SQL Clone
SQLServerCentral is supported by Redgate
 
Log in  ::  Register  ::  Not logged in
 
 
 

Importing Tricky CSV Files with PowerShell

By Stewart Campbell,

Every so often, one is required to process a comma delimited file (.csv) from an external source (e.g. suppliers price lists)

In general, this is relatively easy to do, using a variety of tools, e.g. BCP, BULK IMPORT, SSIS, to name but a few.

One way is to use PowerShell, making use of a SqlBulkCopy method, as shown here:

[void][Reflection.Assembly]::LoadWithPartialName("System.Data") 
[void][Reflection.Assembly]::LoadWithPartialName("System.Data.SqlClient") 

$Date = $args[0]
$ConnectionString = $args[1]
$Directory = $args[2] 
$Table = $args[3]
$file="$Directory\$Table.csv" #

$delim = "," 
$FirstRowColumnNames = $true 

$batchsize = 75000  #This could, theoretically, be any number - i found that this has the least drain on cpu & memory   

$bulkcopy = New-Object Data.SqlClient.SqlBulkCopy($Connectionstring, [System.Data.SqlClient.SqlBulkCopyOptions]::TableLock) 
$bulkcopy.DestinationTableName = $Table 
$bulkcopy.bulkcopyTimeout = 0 
$bulkcopy.batchsize = $batchsize 
$datatable = New-Object System.Data.DataTable 
$reader = New-Object System.IO.StreamReader($file) 
$columns = (Get-Content $file -First 1).Split($csvdelimiter) 
if ($FirstRowColumnNames -eq $true) {$null = $reader.readLine() } 

foreach ($column in $columns) {  
    $null = $datatable.Columns.Add() 
} 

$i = 0  
while (($line = $reader.ReadLine()) -ne $null)  { 
    $null = $datatable.Rows.Add($line.Split($delim)) 
    $i++
       if (($i % $batchsize) -eq 0) {  
        $bulkcopy.WriteToServer($datatable)  
        $datatable.Clear()  
    }  
}  
  
if($datatable.Rows.Count -gt 0) { 
    $bulkcopy.WriteToServer($datatable) 
    $datatable.Clear() 
} 
$reader.Close()
$reader.Dispose() 
$bulkcopy.Close()
$bulkcopy.Dispose() 
$datatable.Dispose() 

This script should import several million rows in a matter of minutes, with minimal load on the server.

However, every so often, one encounters an issue with the import process, for example where the file contains a narrative or description field which, althought delimted by quotes, contains commas, for example:

ProductKey,Code,Description,Narrative,Comment
123,abc,product1,"Product reclassified, now freely available","reclassification by Bloggs, Bill"

• [Task 1]:
How many lines of the listing contain the string "lamp"? Treat uppercase and lowercase as different, and reply with the number only.

• [Material provided]:
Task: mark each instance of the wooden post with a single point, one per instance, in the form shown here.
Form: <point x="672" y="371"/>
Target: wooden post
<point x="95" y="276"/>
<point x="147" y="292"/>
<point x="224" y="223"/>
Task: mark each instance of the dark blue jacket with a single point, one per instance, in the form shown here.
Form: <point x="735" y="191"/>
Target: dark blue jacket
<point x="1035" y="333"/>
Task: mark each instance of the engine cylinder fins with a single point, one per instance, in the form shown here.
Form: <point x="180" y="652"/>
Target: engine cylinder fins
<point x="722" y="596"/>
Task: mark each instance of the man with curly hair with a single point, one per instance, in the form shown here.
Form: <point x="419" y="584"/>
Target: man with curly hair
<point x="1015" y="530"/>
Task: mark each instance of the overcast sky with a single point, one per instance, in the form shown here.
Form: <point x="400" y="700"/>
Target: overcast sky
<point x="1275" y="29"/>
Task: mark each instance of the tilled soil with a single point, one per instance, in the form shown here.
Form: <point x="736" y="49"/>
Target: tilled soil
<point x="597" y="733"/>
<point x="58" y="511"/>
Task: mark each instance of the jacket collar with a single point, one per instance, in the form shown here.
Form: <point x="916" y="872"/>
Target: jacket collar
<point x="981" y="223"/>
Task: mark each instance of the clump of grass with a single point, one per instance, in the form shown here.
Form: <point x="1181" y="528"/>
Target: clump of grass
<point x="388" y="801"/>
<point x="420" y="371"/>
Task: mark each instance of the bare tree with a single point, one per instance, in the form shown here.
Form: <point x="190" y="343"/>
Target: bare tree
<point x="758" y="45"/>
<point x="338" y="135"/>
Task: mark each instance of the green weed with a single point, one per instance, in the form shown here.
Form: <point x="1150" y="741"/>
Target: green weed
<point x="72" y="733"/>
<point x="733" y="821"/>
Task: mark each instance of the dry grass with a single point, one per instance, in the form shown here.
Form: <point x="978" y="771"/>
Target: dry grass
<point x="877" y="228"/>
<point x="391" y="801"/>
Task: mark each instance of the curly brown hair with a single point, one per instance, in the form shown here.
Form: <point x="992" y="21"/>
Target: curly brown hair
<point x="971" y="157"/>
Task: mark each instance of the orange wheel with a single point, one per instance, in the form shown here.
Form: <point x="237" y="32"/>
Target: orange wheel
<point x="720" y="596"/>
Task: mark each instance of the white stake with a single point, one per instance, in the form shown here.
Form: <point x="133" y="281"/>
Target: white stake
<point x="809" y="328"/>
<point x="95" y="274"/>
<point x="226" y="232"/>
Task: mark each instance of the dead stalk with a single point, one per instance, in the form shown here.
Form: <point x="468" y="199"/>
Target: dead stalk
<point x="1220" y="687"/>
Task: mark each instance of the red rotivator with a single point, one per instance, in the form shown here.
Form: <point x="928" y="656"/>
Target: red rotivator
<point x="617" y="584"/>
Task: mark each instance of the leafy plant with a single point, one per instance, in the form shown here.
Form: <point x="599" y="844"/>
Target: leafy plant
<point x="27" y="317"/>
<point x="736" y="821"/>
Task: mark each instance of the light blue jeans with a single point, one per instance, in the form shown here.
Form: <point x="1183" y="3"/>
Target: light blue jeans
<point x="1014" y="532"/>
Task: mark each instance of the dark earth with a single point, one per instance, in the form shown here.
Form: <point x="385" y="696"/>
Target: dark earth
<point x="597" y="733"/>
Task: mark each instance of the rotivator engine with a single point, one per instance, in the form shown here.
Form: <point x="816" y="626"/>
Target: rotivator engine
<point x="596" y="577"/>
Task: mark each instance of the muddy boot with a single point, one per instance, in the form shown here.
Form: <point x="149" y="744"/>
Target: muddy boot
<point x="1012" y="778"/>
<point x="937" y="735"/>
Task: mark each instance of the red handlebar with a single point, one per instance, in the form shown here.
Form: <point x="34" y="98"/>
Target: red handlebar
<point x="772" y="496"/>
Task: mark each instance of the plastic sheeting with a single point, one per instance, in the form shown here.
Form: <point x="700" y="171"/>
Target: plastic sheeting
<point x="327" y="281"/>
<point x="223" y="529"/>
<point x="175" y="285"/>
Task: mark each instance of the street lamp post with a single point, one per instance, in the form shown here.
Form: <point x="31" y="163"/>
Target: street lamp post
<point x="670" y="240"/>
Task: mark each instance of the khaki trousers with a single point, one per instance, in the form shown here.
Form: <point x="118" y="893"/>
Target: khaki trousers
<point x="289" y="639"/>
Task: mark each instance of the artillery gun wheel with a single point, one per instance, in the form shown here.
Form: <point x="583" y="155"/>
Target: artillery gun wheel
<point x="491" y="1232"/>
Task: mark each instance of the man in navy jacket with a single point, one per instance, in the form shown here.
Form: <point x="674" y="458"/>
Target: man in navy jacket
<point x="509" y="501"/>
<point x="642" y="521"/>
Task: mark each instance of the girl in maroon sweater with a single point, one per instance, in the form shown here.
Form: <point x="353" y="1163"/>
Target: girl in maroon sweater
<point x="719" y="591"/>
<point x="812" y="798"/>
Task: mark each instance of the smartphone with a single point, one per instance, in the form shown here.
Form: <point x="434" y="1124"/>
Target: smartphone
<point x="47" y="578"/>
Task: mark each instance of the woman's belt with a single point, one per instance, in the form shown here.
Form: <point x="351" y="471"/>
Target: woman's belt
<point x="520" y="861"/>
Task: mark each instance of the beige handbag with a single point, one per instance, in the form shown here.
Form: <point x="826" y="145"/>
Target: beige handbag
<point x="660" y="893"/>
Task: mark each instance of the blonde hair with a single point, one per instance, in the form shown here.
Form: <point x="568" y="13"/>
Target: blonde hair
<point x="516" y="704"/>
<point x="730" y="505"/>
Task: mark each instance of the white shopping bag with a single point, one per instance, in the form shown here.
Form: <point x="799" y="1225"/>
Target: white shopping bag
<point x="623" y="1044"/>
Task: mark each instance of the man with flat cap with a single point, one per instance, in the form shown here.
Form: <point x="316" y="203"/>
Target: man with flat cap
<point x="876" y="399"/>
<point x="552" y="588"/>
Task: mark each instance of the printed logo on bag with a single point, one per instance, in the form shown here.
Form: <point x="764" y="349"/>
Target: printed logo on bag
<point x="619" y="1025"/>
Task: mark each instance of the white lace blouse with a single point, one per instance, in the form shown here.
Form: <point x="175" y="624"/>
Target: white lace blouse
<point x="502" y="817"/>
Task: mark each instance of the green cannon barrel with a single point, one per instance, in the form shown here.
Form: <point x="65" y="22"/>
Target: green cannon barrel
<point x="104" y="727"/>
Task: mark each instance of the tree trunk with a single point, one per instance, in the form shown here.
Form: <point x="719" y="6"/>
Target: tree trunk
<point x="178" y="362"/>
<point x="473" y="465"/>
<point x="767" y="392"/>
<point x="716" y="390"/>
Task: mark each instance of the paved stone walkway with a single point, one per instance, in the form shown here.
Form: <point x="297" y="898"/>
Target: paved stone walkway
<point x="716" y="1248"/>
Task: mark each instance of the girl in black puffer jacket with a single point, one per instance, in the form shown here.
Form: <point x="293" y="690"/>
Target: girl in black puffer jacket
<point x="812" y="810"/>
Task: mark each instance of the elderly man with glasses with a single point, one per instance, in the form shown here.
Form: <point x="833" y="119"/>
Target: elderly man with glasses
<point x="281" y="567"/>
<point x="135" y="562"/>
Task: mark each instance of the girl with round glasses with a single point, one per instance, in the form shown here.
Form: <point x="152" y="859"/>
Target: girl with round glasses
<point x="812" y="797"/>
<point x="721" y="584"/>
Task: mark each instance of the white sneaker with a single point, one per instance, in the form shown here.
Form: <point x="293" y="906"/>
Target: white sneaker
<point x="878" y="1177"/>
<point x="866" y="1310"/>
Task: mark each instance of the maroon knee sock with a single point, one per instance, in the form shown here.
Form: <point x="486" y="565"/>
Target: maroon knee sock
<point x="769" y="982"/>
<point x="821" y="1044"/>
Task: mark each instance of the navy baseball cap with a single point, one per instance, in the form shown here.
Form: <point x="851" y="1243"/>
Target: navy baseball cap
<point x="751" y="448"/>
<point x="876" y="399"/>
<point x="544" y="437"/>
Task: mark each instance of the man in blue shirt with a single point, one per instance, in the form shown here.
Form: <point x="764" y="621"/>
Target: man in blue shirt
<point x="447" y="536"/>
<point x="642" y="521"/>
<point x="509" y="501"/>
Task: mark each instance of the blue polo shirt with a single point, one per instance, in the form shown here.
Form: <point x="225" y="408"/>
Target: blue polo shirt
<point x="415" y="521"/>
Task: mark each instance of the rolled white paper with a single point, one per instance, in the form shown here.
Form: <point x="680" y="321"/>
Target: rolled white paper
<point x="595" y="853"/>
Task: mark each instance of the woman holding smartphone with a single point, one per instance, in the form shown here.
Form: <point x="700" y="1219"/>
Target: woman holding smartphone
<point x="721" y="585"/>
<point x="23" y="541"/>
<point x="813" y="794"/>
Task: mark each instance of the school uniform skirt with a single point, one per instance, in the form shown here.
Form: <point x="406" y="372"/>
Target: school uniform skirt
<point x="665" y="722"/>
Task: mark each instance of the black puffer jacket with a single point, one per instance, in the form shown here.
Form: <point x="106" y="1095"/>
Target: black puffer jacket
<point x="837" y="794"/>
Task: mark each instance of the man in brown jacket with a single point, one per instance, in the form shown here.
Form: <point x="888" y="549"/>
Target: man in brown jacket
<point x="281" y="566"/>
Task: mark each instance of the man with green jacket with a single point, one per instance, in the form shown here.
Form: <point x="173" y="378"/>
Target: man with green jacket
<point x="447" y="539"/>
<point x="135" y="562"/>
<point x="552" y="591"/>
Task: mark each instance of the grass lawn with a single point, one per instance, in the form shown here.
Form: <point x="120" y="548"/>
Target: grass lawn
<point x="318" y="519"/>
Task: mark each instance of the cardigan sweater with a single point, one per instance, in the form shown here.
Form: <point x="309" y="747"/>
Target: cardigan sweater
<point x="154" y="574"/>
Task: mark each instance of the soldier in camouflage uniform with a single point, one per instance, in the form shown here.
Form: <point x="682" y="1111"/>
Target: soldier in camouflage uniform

• [Task 2]:
In the article on importing CSV files with PowerShell, what batch size does the script assign to $batchsize?

• [Final result 1]:
2

• [Final result 2]:
75000